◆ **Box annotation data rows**
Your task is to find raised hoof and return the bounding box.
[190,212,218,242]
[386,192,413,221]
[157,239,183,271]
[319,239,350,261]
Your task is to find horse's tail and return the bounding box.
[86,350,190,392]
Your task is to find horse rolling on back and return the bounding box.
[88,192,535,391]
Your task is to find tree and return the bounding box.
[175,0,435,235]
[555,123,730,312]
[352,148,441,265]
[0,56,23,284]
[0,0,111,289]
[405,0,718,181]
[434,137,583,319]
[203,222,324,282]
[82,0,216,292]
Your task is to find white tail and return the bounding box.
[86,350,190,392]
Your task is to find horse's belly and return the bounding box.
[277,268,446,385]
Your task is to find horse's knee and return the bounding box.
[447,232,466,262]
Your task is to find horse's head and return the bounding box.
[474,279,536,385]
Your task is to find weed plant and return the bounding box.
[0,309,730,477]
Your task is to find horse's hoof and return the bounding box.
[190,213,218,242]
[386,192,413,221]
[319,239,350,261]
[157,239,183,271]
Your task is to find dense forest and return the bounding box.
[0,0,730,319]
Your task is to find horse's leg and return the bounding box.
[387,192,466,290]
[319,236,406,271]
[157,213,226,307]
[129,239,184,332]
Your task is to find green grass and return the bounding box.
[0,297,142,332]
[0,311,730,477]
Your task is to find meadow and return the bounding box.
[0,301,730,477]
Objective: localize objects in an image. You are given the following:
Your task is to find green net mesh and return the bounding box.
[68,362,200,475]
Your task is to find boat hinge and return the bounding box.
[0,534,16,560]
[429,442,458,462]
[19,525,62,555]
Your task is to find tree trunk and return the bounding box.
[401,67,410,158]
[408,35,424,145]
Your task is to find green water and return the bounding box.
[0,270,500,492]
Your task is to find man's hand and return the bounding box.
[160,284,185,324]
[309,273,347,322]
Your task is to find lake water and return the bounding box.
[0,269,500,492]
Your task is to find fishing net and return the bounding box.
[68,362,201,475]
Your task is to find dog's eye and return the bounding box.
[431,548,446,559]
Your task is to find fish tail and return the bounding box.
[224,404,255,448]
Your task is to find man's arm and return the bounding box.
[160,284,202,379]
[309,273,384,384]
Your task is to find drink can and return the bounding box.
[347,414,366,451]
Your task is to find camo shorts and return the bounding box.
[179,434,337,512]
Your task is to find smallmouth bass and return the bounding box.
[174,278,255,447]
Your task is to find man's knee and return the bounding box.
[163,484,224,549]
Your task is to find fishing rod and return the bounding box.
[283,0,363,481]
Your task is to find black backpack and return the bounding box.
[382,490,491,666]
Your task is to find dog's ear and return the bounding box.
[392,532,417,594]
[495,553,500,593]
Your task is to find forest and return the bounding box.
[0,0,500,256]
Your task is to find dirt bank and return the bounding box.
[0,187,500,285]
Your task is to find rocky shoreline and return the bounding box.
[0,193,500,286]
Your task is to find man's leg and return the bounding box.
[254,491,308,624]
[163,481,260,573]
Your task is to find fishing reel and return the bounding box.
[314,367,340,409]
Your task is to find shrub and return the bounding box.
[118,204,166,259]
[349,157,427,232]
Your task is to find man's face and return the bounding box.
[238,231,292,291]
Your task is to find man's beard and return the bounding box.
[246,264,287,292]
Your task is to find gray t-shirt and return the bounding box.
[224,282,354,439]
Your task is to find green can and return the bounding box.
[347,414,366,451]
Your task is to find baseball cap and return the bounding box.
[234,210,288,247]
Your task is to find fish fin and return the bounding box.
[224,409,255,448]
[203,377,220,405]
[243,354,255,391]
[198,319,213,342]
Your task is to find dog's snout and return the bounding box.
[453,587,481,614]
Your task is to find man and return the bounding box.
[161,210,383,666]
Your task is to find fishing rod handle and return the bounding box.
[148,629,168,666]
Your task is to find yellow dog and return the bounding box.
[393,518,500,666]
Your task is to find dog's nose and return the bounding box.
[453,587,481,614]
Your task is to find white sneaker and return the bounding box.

◆ **What the task requires**
Please express every line of the listing above as a Markdown table with two columns, Row and Line, numbering each row and leaving out blank lines.

◆ **Solution**
| Row | Line |
|---|---|
| 1 | Your task is to find raised hoof and return the bounding box. |
| 2 | [190,212,218,242] |
| 3 | [386,192,413,221] |
| 4 | [157,239,183,271] |
| 5 | [319,239,350,261] |
| 6 | Your task is to find horse's tail and return the bounding box. |
| 7 | [86,350,190,392] |
| 8 | Your task is to find horse rolling on back and return the bounding box. |
| 9 | [88,192,535,391] |
| 10 | Your task is to find tree and return the bounding box. |
| 11 | [175,0,435,235] |
| 12 | [555,123,730,312] |
| 13 | [352,148,441,265] |
| 14 | [0,56,23,284] |
| 15 | [0,0,111,289] |
| 16 | [405,0,718,181] |
| 17 | [434,137,583,319] |
| 18 | [203,222,324,282] |
| 19 | [82,0,216,292] |
| 20 | Your task is to find white tail and return the bounding box. |
| 21 | [86,350,190,392] |
| 22 | Your task is to find horse's belly and return the bounding box. |
| 23 | [277,268,446,385] |
| 24 | Your task is to find horse's knee and return the bounding box. |
| 25 | [447,232,466,262] |
| 26 | Your task is to find horse's head and return the bounding box. |
| 27 | [474,279,536,385] |
| 28 | Your task is to find weed plant and return the bounding box. |
| 29 | [0,309,730,477] |
| 30 | Your task is to find horse's hoof and return the bounding box. |
| 31 | [190,213,218,242] |
| 32 | [386,192,413,221] |
| 33 | [319,239,350,261] |
| 34 | [157,239,183,271] |
| 35 | Your task is to find dense forest and return the bounding box. |
| 36 | [0,0,730,319] |
| 37 | Your task is to find horse's leg and return the bounding box. |
| 38 | [387,192,466,290] |
| 39 | [319,236,406,271] |
| 40 | [157,213,226,307] |
| 41 | [129,239,184,332] |
| 42 | Your task is to find green grass and return the bounding box. |
| 43 | [0,297,142,332] |
| 44 | [0,311,730,477] |
| 45 | Your task is to find meadow and return the bounding box. |
| 46 | [0,301,730,477] |
| 47 | Objective: localize objects in an image. You are given the following: |
| 48 | Your task is to find green net mesh and return the bounding box. |
| 49 | [68,362,200,475] |
| 50 | Your task is to find boat hinge and return the bounding box. |
| 51 | [0,534,16,560] |
| 52 | [429,442,458,462] |
| 53 | [19,525,62,555] |
| 54 | Your task is to find tree trunk and return the bounding box. |
| 55 | [401,67,410,158] |
| 56 | [408,35,424,145] |
| 57 | Your task is to find green water and return the bounding box. |
| 58 | [0,270,500,492] |
| 59 | Your task is to find man's hand and return the bounding box. |
| 60 | [160,284,185,324] |
| 61 | [309,273,347,322] |
| 62 | Your task is to find lake water and return the bounding box. |
| 63 | [0,269,500,492] |
| 64 | Your task is to find fishing net and return the bounding box. |
| 65 | [68,362,201,475] |
| 66 | Your task is to find dog's eye and return the bounding box. |
| 67 | [431,548,446,559] |
| 68 | Your task is to find fish tail and return the bounding box. |
| 69 | [224,404,255,448] |
| 70 | Your task is to find man's arm and return the bounding box. |
| 71 | [160,284,202,379] |
| 72 | [309,273,384,384] |
| 73 | Your task is to find drink can and return the bounding box. |
| 74 | [347,414,366,451] |
| 75 | Your task is to find camo shorts and return the bounding box. |
| 76 | [179,434,337,512] |
| 77 | Your task is to find smallmouth bass and return the bounding box. |
| 78 | [174,278,255,447] |
| 79 | Your task is to find man's knee and return the bounding box. |
| 80 | [163,484,224,549] |
| 81 | Your task is to find fishing rod and return the bounding box. |
| 82 | [283,0,363,481] |
| 83 | Your task is to find black backpack and return the bounding box. |
| 84 | [382,490,491,666] |
| 85 | Your task is to find dog's ear and return the bounding box. |
| 86 | [392,532,417,594] |
| 87 | [495,553,500,593] |
| 88 | Your task is to find forest and return the bounding box. |
| 89 | [0,0,500,256] |
| 90 | Your task is to find dirt bank and return the bounding box. |
| 91 | [0,187,500,285] |
| 92 | Your task is to find rocky shoreline and return the bounding box. |
| 93 | [0,193,500,286] |
| 94 | Your task is to find man's leg and return the bounding box. |
| 95 | [254,491,308,624] |
| 96 | [163,481,260,573] |
| 97 | Your task is to find fishing reel and return the bounding box. |
| 98 | [314,367,340,409] |
| 99 | Your task is to find shrub and return the bounding box. |
| 100 | [118,204,166,259] |
| 101 | [349,157,427,232] |
| 102 | Your task is to find man's face and return the bounding box. |
| 103 | [238,231,292,291] |
| 104 | Your task is to find man's beard and return the bounding box. |
| 105 | [246,264,287,292] |
| 106 | Your task is to find gray t-shirt and return the bounding box. |
| 107 | [224,282,354,439] |
| 108 | Your task is to find green can and return the bounding box. |
| 109 | [347,414,366,451] |
| 110 | Your task is to find baseball cap and return the bounding box. |
| 111 | [234,210,288,247] |
| 112 | Your task is to find fish fin and return the bounding box. |
| 113 | [224,409,255,448] |
| 114 | [203,377,220,405] |
| 115 | [243,354,255,391] |
| 116 | [198,319,213,342] |
| 117 | Your task is to find dog's snout and return the bounding box. |
| 118 | [453,587,481,614] |
| 119 | Your task is to find man and return the bounding box. |
| 120 | [161,210,383,666] |
| 121 | Your task is to find fishing rod handle and return the bounding box. |
| 122 | [148,629,168,666] |
| 123 | Your task is to find yellow dog and return the bounding box. |
| 124 | [393,518,500,666] |
| 125 | Your task is to find dog's nose and return the bounding box. |
| 126 | [453,587,481,614] |
| 127 | Your task is to find white sneaker and return the bounding box. |